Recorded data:
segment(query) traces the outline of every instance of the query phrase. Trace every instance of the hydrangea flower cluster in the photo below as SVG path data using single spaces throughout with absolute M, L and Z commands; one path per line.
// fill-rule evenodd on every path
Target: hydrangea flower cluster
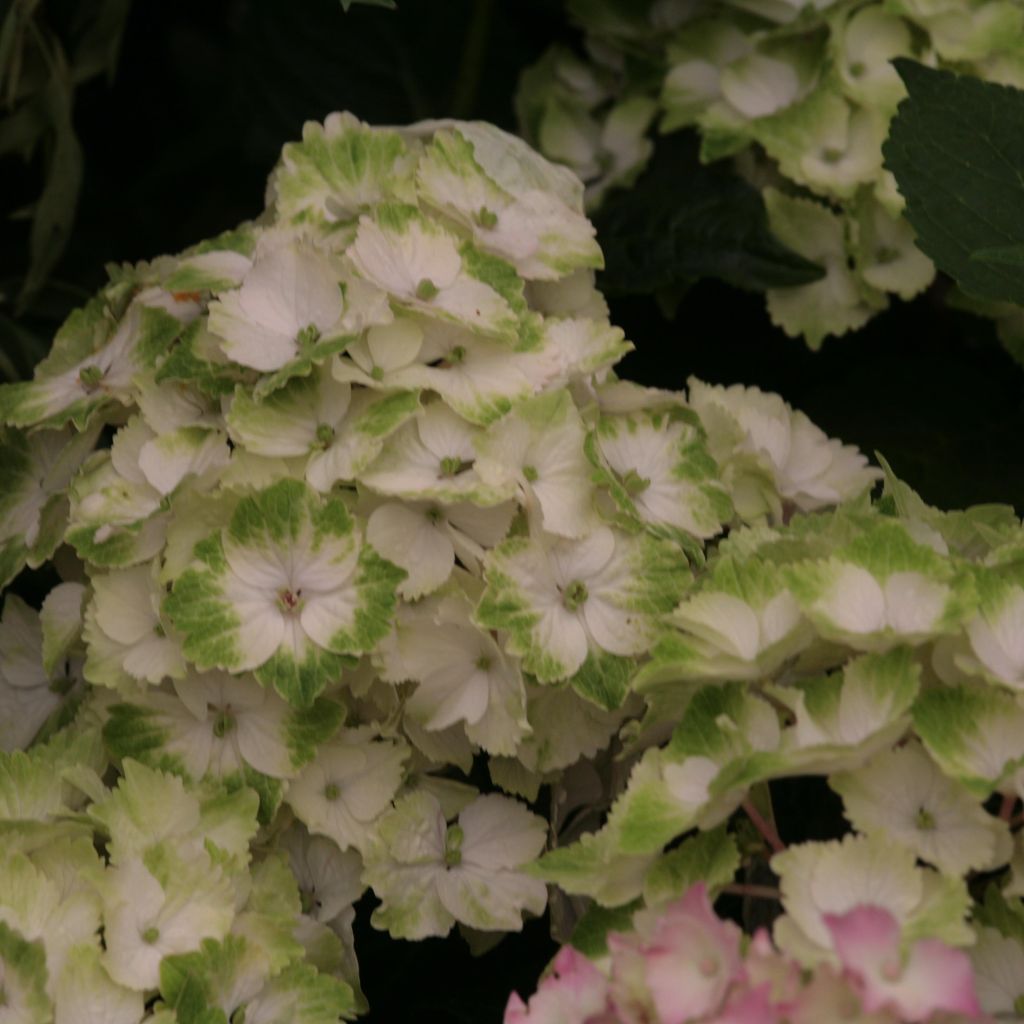
M 705 161 L 734 158 L 775 235 L 821 266 L 767 292 L 772 320 L 812 347 L 863 326 L 934 267 L 914 245 L 882 143 L 910 57 L 1024 85 L 1014 0 L 570 0 L 587 59 L 549 51 L 523 76 L 526 138 L 585 182 L 591 208 L 629 185 L 648 129 L 695 127 Z
M 826 917 L 837 963 L 813 971 L 763 929 L 746 937 L 717 918 L 703 883 L 634 931 L 608 936 L 598 965 L 572 946 L 555 957 L 528 1004 L 515 993 L 505 1024 L 872 1024 L 983 1019 L 967 955 L 937 939 L 900 948 L 885 907 Z
M 583 186 L 497 129 L 332 115 L 268 195 L 0 389 L 5 1010 L 335 1021 L 367 891 L 407 939 L 655 907 L 764 861 L 747 818 L 787 956 L 881 905 L 1017 1005 L 1012 512 L 619 380 Z M 854 831 L 783 849 L 798 775 Z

Assignment:
Copy the entries precisely, images excluded.

Reply to the task:
segment(query) traces the outline of every instance of the query phrase. Trace every instance of the hydrangea flower cluster in the photo below as SVG path data using single spaces throughout with absolute M, L and Z commands; one path per line.
// fill-rule evenodd on every path
Target: hydrangea flower cluster
M 705 161 L 734 158 L 775 235 L 821 266 L 767 292 L 772 320 L 812 347 L 863 326 L 934 267 L 914 245 L 882 143 L 910 57 L 1024 85 L 1014 0 L 570 0 L 587 59 L 549 51 L 523 76 L 526 138 L 585 182 L 591 208 L 629 185 L 648 129 L 695 127 Z
M 826 917 L 837 963 L 813 971 L 763 929 L 746 937 L 717 918 L 703 883 L 634 931 L 608 936 L 598 965 L 572 946 L 555 957 L 528 1004 L 515 993 L 505 1024 L 872 1024 L 983 1019 L 967 955 L 937 939 L 900 948 L 885 907 Z
M 583 186 L 497 129 L 332 115 L 268 195 L 0 389 L 5 1010 L 335 1021 L 367 891 L 407 939 L 655 907 L 764 861 L 747 818 L 787 956 L 881 905 L 1017 1005 L 1012 512 L 619 380 Z M 854 831 L 783 849 L 798 775 Z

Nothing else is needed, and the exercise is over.